DATA RECORDS

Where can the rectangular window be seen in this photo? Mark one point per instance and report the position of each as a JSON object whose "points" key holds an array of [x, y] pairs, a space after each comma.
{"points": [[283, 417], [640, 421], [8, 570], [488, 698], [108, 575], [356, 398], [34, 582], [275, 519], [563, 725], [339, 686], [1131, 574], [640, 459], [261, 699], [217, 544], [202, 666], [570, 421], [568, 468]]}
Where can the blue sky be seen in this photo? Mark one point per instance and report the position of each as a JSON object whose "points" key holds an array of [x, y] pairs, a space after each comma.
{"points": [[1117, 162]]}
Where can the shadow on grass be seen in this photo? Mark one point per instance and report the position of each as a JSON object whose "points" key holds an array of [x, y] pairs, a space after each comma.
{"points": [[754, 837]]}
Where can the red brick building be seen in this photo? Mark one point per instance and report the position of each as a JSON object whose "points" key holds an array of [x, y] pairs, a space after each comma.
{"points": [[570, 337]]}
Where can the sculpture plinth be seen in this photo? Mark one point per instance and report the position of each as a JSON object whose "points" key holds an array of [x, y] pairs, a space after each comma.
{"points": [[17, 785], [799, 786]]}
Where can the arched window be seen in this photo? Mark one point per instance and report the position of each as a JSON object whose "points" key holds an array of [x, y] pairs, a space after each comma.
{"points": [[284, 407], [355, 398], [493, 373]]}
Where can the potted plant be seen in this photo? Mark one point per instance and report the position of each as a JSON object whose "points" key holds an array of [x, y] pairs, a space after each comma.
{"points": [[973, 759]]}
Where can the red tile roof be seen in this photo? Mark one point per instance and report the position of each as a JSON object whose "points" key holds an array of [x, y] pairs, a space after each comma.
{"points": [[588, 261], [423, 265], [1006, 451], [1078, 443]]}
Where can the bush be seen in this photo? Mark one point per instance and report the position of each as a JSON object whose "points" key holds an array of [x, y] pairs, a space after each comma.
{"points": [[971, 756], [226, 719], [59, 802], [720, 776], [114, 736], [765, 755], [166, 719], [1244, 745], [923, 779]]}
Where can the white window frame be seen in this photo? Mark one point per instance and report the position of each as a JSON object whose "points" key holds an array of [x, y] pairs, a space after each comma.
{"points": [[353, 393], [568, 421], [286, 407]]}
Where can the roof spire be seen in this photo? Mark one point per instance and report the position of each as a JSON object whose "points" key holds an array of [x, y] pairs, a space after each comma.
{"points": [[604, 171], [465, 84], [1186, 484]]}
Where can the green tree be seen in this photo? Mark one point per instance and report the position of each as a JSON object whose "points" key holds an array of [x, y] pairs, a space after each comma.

WHAT TO WORK ON
Exact reproduction of the whole material is the required answer.

RESPONSE
Where can the rectangular window be seen in this photo? Mark one point per instance and report the position of each as a JSON object whose "points" key holds an array of [x, y] pairs, a space after each comma.
{"points": [[283, 417], [640, 421], [8, 570], [488, 698], [108, 575], [356, 398], [34, 582], [275, 519], [563, 725], [339, 686], [1131, 574], [640, 459], [261, 699], [217, 544], [202, 666], [570, 421], [568, 468]]}
Where can the blue sky be seen in this photo? Mark one point per instance and report the position of each as a JSON object whose "points" key holds an array of [x, y] pairs, a space after each comma.
{"points": [[1117, 162]]}
Where can the shadow on grass be seen in this photo? Mark one point per instance and report the position of each as a JSON object whose "points" key holds an array of [x, y] pairs, a space after each comma.
{"points": [[754, 837]]}
Where can the red brick building be seen in this photo? Mark one point per instance and report the position of each as a JSON object whose "points" key holds an array of [x, y] pairs, a space after each comma.
{"points": [[570, 337]]}
Where can the sculpture plinth be seen in this photo? Mark one point per instance and report the position of each as a JSON object whose "points" key holds an array of [x, y] pairs, a space after each comma.
{"points": [[17, 785], [799, 786]]}
Where can the arched window be seen in this photo? Mark one point per instance and report the position of each as a JSON object whose "points" key holds an array of [x, y] pairs, a space after each comma.
{"points": [[284, 407], [355, 398], [493, 373]]}
Where can the potted plant be seen in this photo? Mark one point per instance and report the position of each as a JSON object whose "points" key holds an array of [x, y] pairs, a space after each comma.
{"points": [[973, 759]]}
Where can the red tile roof be seen in this photo? Mark one point per instance and report the position of each as a JSON object whose "points" key holds an array of [x, y] pairs, a space after each comma.
{"points": [[588, 261], [423, 265], [1006, 451], [1078, 443]]}
Where can the bush be seen in this photo? Mark one point per instance and report the position of each as a JSON object whose "points" key holds an array of [x, y] pairs, a space after each comma.
{"points": [[971, 756], [226, 719], [59, 802], [720, 776], [114, 736], [765, 755], [166, 719], [1244, 745], [923, 779]]}
Where can the white window frame be seen in this photo? Mark one point per instance and report the position of each as a JSON object whose "points" key holds an array of [x, y] pairs, a space after each comma.
{"points": [[353, 393], [568, 421], [286, 407]]}
Where can the roof spire be seen in this photo? Mark one point per instance and report the position of each as a JSON object whose "points" key holds an array of [x, y] pairs, a space after each comma.
{"points": [[604, 171], [465, 84], [1186, 484]]}
Where can the green tree be seen in this photo? Mark one point per instance and report the position of each as a JSON object whose "points" key holds an array of [x, y] pairs, a space after each comma.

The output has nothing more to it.